■ What to do
Copy the entries character for character.

+ + + + +

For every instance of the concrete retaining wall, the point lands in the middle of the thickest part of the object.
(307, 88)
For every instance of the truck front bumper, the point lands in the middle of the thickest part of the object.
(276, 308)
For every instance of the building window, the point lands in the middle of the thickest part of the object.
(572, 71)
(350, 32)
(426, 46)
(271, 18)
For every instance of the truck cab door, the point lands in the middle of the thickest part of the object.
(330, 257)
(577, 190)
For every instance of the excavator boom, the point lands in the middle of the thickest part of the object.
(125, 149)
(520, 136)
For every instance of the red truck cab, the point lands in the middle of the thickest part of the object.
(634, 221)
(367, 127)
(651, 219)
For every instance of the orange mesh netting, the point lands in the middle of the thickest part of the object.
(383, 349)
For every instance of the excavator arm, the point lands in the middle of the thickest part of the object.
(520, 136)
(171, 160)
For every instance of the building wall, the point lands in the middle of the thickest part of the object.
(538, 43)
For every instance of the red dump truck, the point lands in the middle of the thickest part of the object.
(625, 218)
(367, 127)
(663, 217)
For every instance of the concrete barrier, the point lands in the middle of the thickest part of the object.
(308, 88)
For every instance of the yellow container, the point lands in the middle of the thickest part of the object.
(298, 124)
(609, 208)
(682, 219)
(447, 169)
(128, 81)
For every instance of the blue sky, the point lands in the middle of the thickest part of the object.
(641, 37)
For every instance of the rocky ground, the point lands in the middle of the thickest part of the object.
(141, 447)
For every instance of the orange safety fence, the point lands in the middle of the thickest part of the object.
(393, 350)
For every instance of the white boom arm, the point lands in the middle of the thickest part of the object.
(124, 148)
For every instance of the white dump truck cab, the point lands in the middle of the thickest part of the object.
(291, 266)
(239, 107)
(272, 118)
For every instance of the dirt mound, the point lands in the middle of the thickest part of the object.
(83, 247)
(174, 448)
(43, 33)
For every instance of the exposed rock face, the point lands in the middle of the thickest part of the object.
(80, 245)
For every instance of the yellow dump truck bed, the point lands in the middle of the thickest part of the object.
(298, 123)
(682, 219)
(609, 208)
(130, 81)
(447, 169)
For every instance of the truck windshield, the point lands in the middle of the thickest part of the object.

+ + + + +

■ Response area
For every instance of the concrete retaining wall, the point lands in the middle of the thickest part of the object.
(307, 88)
For every instance of the truck front bumper, the point lands in the middle of the thickest part of the object.
(276, 308)
For every instance of the building window, the point lands in the middle of the thickest part of the object.
(572, 71)
(350, 32)
(426, 46)
(271, 18)
For every instance of the truck cab door, the point lands in the middle of the thickest part of the object.
(330, 257)
(577, 190)
For every instance of the excavator boom, the point lands in the middle of the thickest part of the object.
(125, 149)
(520, 136)
For every instance of the red truck cab, the point lands in the middle of the thickest part of the object.
(634, 221)
(367, 127)
(651, 219)
For every instance of the orange mesh netting, the point lands in the middle of the thickest part of the object.
(383, 349)
For every instance of the excavator arm, the point lands in the middle of the thickest part of the object.
(520, 136)
(171, 160)
For every instance of the building wall, the point lands in the middle of the thickest part of the object.
(538, 43)
For every instance of the red dump truck, the point lands in the middle of the thickest part of the object.
(625, 218)
(367, 127)
(663, 217)
For every instance of the concrete barrier, the point lands in the middle of the thickest part of the object.
(308, 88)
For every instance of the yellow container, the point lands in the middle of the thickest part of the object.
(298, 124)
(609, 208)
(682, 219)
(447, 169)
(128, 81)
For every instance of the blue sky, the point lands in the middle of the thickest part of the object.
(641, 37)
For every instance of the rocky ground, the point lands in the middle of the thickest part of the object.
(141, 447)
For every instance of the orange safety fence, the point lands in the middle of the thickest part of the object.
(393, 350)
For every instance of the white boom arm, the point lands in the middle of the thickest part of the object.
(124, 148)
For every instance of the white dump truck cab, the point lands in the middle of the thickest part of the object.
(291, 266)
(239, 107)
(272, 118)
For every instance of the dirt mound, the point lands in the middle of the thickest part of the object.
(83, 247)
(174, 448)
(43, 33)
For every instance of the exposed rock face, the point lands in the middle of the thickest part of the object.
(80, 245)
For every instance of the yellow dump truck bed, the point lands in the middle of the thickest part of the object.
(298, 123)
(682, 219)
(609, 208)
(130, 81)
(447, 169)
For every instance of the truck windshield, the point lands in the middle of the thickest part of the object.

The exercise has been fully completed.